◆ **WHAT TO PRODUCE**: In the forum posts on hospital IV nursing teams below, reproduce the passage from "I to am an IV" up to and including "damage are rampid." without any changes.

Originally posted by Marjie:

Unfortunately, I am one of those almost extinct IV Nurses. I am one of 2 part-time RNs on the "IV Team". I work in a 350 bed hospital. Our scheduled hours are Mon - Sat, 9-5. We work over-time on a regular basis. Our job description presently includes : Midline/PICC insertion and care, difficult IV insertions, some education, troubleshooting and VAD expert among other things. We are presently trying to decide what we can continue to do with the manpower we have, what we will have to give up and who will do it. We feel the patient will be the one to ultemately feel the consequenses, but feel we must go to a consulting role which would include midline/PICC insertion and a lot more education. If any one else has any suggestions, I'd love to hear from you. I really feel administration is making a mistake by removing the IV Nurse beacuse every nurse CANNOT insert an IV and the patient suffers numerous painful unsuccessful sticks that can be avoided by utilizing an experienced, skilled IV Nurse.

Nursing Ed has taken on the task of educating one nurse per wing for PICC line certification and L-caths. Not an easy undertaking. It has taken close to 2 years for this to become a reality, but it's working. Most PICCs are not placed in an emergency setting and can wait a day or two.

We've never had an IV team, but I would like to see one formed. Not cost effective, however. You're right when saying some nurses lack the finer skills of inserting IV's, but we never have trouble finding someone who is willing to help. We like to call the Nurse Educator, it keeps her sharp. biggrin.gif

Our hospital is 250 beds. We have an IV team on 24/7. The floor nurses do flushes but all restarts are done by IV team. It is great. The IV nurses are excellent, one stick and they are in. No more of the pt getting stuck 3 or 4 times.

The team is also responsible for all dressing changes on C-lines etc.

I to am an IV Nurse. I am glad that those folks who have responded feel that IV Therapy is invaluable not only to the patient but to the staff nurse as well. Right now in the US, litigations from IV complications are at an all time high. This is an invasive procedure and with the types of drugs we are currently infusing through those lines such things as infection, phlebitis and tissue and muscle damage are rampid.

We currently have 9 RN's who do PICC insertions, Implanted port accessing, difficult sticks, dressing on the PICC's and Ports as well as education. We also do CVAD repair and decloting.

◆ **SUPPLIED MATERIAL**:
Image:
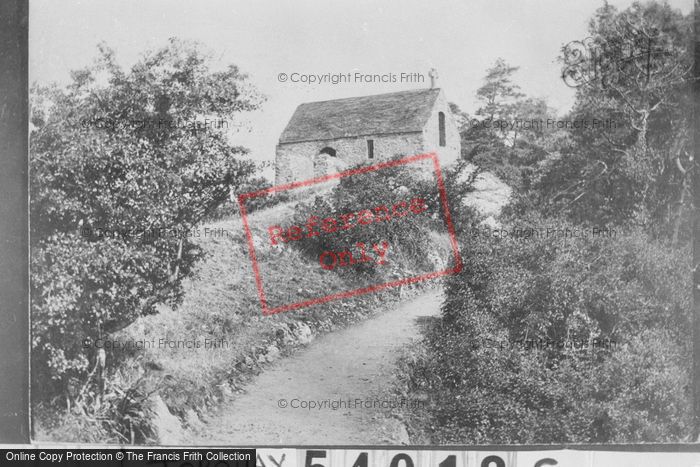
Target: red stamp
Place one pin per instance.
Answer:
(363, 229)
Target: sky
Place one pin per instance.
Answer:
(267, 38)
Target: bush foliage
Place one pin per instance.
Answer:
(121, 173)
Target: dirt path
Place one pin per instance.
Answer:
(354, 363)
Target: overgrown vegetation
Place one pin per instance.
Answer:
(123, 168)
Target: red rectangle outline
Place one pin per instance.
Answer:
(393, 163)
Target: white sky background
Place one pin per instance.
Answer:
(461, 39)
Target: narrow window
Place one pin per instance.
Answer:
(441, 128)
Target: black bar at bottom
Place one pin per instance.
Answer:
(128, 457)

◆ **SOLVED EXERCISE**:
I to am an IV Nurse. I am glad that those folks who have responded feel that IV Therapy is invaluable not only to the patient but to the staff nurse as well. Right now in the US, litigations from IV complications are at an all time high. This is an invasive procedure and with the types of drugs we are currently infusing through those lines such things as infection, phlebitis and tissue and muscle damage are rampid.